*Set problem*
Change every "space-separated" in the data below to "comma-separated" and leave the rest of the text as it is.

*Data shown*
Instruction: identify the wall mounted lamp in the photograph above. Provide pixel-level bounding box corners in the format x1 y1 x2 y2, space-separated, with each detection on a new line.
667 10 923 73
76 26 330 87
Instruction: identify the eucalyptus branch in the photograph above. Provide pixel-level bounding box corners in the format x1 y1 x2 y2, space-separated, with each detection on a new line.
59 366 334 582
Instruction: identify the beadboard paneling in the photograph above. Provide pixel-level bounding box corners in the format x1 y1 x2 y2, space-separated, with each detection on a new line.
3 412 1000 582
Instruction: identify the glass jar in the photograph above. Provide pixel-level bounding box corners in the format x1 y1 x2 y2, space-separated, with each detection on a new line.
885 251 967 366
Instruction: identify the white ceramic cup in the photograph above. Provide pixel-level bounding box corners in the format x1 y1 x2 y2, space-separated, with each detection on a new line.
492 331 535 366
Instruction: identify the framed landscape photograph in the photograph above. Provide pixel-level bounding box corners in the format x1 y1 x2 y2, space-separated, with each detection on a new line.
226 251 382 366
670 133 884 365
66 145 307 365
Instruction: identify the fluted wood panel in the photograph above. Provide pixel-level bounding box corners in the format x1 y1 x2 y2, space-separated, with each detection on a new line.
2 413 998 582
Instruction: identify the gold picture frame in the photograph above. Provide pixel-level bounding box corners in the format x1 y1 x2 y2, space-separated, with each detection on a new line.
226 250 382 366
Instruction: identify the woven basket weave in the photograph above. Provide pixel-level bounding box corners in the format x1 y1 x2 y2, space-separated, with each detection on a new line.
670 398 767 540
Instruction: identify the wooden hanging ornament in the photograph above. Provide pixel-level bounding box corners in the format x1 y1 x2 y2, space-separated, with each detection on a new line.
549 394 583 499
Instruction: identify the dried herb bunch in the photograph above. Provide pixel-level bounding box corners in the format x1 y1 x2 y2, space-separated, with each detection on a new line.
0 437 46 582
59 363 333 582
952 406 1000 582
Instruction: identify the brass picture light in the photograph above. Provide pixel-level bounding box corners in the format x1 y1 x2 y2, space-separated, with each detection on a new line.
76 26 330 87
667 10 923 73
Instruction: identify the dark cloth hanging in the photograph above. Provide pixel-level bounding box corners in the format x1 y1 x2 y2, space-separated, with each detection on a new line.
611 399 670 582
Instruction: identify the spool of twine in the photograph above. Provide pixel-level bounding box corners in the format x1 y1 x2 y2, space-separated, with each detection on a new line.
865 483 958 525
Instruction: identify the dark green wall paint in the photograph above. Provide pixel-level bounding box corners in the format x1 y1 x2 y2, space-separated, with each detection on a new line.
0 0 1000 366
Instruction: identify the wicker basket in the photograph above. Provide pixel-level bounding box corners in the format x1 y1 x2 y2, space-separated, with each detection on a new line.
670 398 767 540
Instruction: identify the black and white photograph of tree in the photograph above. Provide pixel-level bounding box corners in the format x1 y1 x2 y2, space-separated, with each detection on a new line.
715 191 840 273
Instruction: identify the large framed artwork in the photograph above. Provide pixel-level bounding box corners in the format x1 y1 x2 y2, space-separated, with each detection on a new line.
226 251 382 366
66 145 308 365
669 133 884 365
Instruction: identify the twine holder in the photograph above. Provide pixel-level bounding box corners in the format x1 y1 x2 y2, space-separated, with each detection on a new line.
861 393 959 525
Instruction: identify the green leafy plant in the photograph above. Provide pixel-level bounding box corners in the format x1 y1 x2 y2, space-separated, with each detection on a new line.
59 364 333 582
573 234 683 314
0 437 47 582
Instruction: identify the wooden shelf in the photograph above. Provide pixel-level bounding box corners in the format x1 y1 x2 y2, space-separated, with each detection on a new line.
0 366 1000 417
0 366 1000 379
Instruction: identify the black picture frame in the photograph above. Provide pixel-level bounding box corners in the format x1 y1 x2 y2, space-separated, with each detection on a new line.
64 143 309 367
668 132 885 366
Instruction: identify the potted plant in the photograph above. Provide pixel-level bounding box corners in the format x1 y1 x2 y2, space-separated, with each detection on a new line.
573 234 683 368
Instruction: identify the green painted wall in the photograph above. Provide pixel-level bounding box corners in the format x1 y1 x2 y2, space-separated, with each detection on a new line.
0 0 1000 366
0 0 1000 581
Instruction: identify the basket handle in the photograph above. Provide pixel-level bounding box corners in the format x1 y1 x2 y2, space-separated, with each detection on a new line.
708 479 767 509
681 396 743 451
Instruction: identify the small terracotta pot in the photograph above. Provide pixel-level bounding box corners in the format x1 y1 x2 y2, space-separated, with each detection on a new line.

*Written response*
Instruction: identify the wall mounted lamp in the photograph above. Provide pixel-level bounding box corners in the format x1 y1 x2 y2, comma-separated, with each detection on a new line.
667 10 923 73
76 26 330 87
Instruction: identify the eucalyptus branch in the photograph above. Provide pixel-level bounding box corners in the format x1 y1 x2 y2, comma-separated, with each detection on a new line.
59 366 334 582
Instruction: identify the beadboard paneling in the photograph above. Provide pixel-level bounding box corners in the format x1 y1 x2 y2, comma-separated, with each detection on a new line.
3 412 1000 582
Instruction: identify the glass jar in the photograph above. Provide pixel-level bounding box corners in the format x1 y1 x2 y2, comma-separated, with each detection on a new line.
885 251 967 366
Instruction: identify the white ceramic cup in the photograph above. Provide pixel-level bounding box corners in the format x1 y1 x2 y2, comma-separated, with each detection on a new line.
492 331 535 366
Instruction: identify the framed landscape photograph in the photograph above. Provide pixel-level bounding box corners in the format x1 y1 x2 y2, comma-separated, with each detection on a new line.
226 251 382 366
670 133 884 365
66 145 307 365
Instruction: identify the fluted wood panel in the photograph above. Provide pixel-level bounding box corners in the format x1 y1 x2 y2, comma-separated, with each detection on a new line.
2 413 998 582
Instruction: identify the gold picture frame in the photograph above. Provide pixel-level bounding box corners in the format x1 y1 x2 y2, comma-separated, with each detection on a new line.
226 250 382 366
Instruction: identify the woven basket weave in the photograph above. Provide pixel-level bounding box corners in the format x1 y1 x2 y2, comma-separated, with each detection on a new line.
670 398 767 540
Instruction: identify the wooden hanging ornament in the photograph above. Provide pixel-level bounding box corners in the format x1 y1 x2 y2, comma-separated, with each detection on a new line.
549 394 583 499
Instruction: identify the dried herb bunch in the photograph above. Provide pixel-level bounding box corners in the format x1 y1 x2 y2, comma-separated, with each detection on a new line.
0 437 46 582
59 363 333 582
952 406 1000 582
Instruction: identify the brass picture light in the photograph above. Provide pixel-level bounding box corners in the format x1 y1 x2 y2, comma-separated, with each detection on a new line.
76 26 330 87
667 10 923 73
Instruction: identify the dark cloth hanging in the photograph above. Provide pixel-level bounding box corners in the format x1 y1 x2 y2, comma-separated, with each detection on a new line.
611 399 670 582
Instruction: identify the spool of twine in the photograph above. Provide pixel-level bounding box corners in the format x1 y1 x2 y2, comma-separated, with each detection on a new line.
865 483 958 525
Instruction: identify the dark green wall paint in the photograph above. Provide pixel-level bounding box corners in the format x1 y1 x2 y2, comma-separated, with each detection on a new line.
0 0 1000 366
Instruction: identify the wicker basket in the photograph above. Provide pixel-level bounding box corners in the format x1 y1 x2 y2, comma-separated, with each detection on a new line.
670 398 767 540
Instruction: identify the black and white photograph of tree in the photograph above. Provide pixel-level bounding box corners in the format x1 y1 x2 y2, comma-separated, with each detection on a new line.
715 191 840 273
Instruction: identify the large framed artwork in the photograph above. Provide pixel-level bounding box corners in the format x1 y1 x2 y2, comma-separated, with each detection on a new line.
226 251 382 366
66 145 308 365
669 133 884 365
Instruction: identify the twine holder in the photograph above. Provide pixel-level bounding box corners in the format x1 y1 x2 y2, comma-separated, with each detection on a new line.
861 393 959 525
Instruction: identify the green leafy plant in the photograph above. Provide pixel-level bounding box corners in the format x1 y1 x2 y2, comma-separated, with each detection on a new line.
59 364 333 582
573 234 683 314
0 437 47 582
Instruction: identify the wooden shelf in the photograph above. Provide pixel-level bounding box corners in the format x1 y1 x2 y2, comma-separated, with each detection on a new line.
0 366 1000 417
0 366 1000 379
Instruction: identify the black picture frame in the photograph above. Provide pixel-level bounding box corners in the format x1 y1 x2 y2, comma-separated, with each detection on a new line.
64 143 309 367
668 132 885 366
Instruction: identify the potted plant in the photograph above. Provide pixel-level bounding box corners in the format x1 y1 x2 y2, comma-separated, with each detection on a new line.
573 234 683 368
Instruction: identify the green painted wall in the photograph above. Provide pixel-level bounding box corners in the format x1 y1 x2 y2, comma-separated, with each detection on a new line.
0 0 1000 366
0 0 1000 581
Instruction: identify the basket handle in the photograph above. Provide pixel-level bounding box corners in the format x1 y1 x2 y2, comma-separated, with each detection on a new line.
708 479 767 509
681 396 743 451
Instruction: identify the small terracotta pot in the photograph above. Provide pixel-level bounding box corners in the format x1 y1 x2 y2, comma-separated, with each detection on a new line.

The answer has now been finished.